Rewrite the part of the data that opens with the line containing "Can you see the green field" and closes with the line containing "column 497, row 81", putting "Place" wherever "Drop" appears and leaving everything else unchanged.

• Data to process
------------------------------
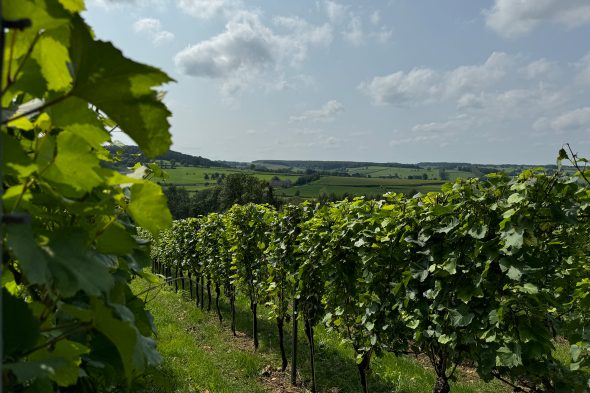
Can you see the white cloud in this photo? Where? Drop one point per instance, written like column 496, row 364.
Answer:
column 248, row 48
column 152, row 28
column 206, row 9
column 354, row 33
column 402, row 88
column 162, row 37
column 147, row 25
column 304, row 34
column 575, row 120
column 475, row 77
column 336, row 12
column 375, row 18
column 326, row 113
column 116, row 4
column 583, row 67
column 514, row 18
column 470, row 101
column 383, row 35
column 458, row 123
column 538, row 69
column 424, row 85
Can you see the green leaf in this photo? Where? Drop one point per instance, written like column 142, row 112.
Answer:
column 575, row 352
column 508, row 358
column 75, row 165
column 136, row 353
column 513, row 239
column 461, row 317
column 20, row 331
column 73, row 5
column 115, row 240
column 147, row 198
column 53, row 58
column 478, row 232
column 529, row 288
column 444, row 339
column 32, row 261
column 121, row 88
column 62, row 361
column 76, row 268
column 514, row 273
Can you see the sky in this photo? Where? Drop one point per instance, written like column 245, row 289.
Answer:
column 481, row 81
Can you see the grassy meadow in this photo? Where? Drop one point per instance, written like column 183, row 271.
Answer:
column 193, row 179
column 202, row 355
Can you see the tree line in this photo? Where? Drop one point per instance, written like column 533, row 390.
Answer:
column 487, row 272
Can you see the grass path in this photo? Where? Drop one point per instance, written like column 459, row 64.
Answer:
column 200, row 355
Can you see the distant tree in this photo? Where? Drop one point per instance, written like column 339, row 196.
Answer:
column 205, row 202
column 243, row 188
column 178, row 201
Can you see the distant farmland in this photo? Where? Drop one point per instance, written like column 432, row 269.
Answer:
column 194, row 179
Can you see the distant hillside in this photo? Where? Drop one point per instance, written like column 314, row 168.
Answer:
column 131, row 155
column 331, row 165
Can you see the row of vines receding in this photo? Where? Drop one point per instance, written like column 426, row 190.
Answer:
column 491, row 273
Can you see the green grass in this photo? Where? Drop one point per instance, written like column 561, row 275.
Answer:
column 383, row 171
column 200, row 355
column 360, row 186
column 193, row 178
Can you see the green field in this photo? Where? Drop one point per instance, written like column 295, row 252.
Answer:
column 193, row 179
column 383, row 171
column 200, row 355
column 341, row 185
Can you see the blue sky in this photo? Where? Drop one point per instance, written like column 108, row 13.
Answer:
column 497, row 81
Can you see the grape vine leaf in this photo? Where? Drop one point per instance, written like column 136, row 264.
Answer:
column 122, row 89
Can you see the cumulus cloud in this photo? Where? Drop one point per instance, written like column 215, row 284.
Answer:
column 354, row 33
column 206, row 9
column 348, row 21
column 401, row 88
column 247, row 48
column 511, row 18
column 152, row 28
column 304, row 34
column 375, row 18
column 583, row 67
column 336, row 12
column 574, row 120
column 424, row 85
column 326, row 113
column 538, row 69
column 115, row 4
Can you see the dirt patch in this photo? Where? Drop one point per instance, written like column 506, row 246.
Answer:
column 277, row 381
------------------------------
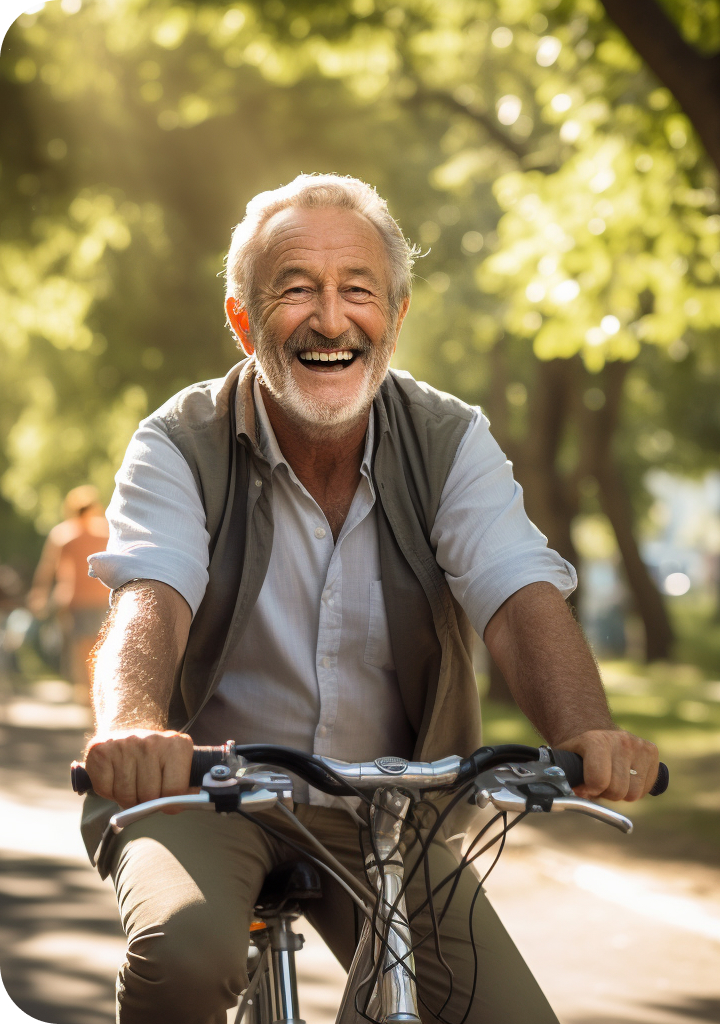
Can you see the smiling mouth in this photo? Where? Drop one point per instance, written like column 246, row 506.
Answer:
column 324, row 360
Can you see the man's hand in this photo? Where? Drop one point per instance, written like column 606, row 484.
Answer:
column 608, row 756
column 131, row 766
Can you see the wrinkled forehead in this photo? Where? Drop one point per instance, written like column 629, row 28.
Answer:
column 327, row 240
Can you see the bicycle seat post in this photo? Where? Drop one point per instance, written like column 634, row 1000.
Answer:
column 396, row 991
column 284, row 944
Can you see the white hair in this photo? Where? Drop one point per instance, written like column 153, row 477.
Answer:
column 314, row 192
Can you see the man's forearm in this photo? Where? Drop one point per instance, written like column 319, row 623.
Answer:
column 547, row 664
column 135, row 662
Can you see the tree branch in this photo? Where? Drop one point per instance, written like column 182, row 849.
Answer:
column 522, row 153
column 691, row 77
------------------------------
• Result of this task
Can you see the green field in this photo? Where? Place one point per instance, written like column 295, row 252.
Answer:
column 193, row 179
column 383, row 171
column 200, row 355
column 341, row 185
Can you see the blue sky in this photo? Where? Place one point per instance, written like column 108, row 13.
Answer:
column 497, row 81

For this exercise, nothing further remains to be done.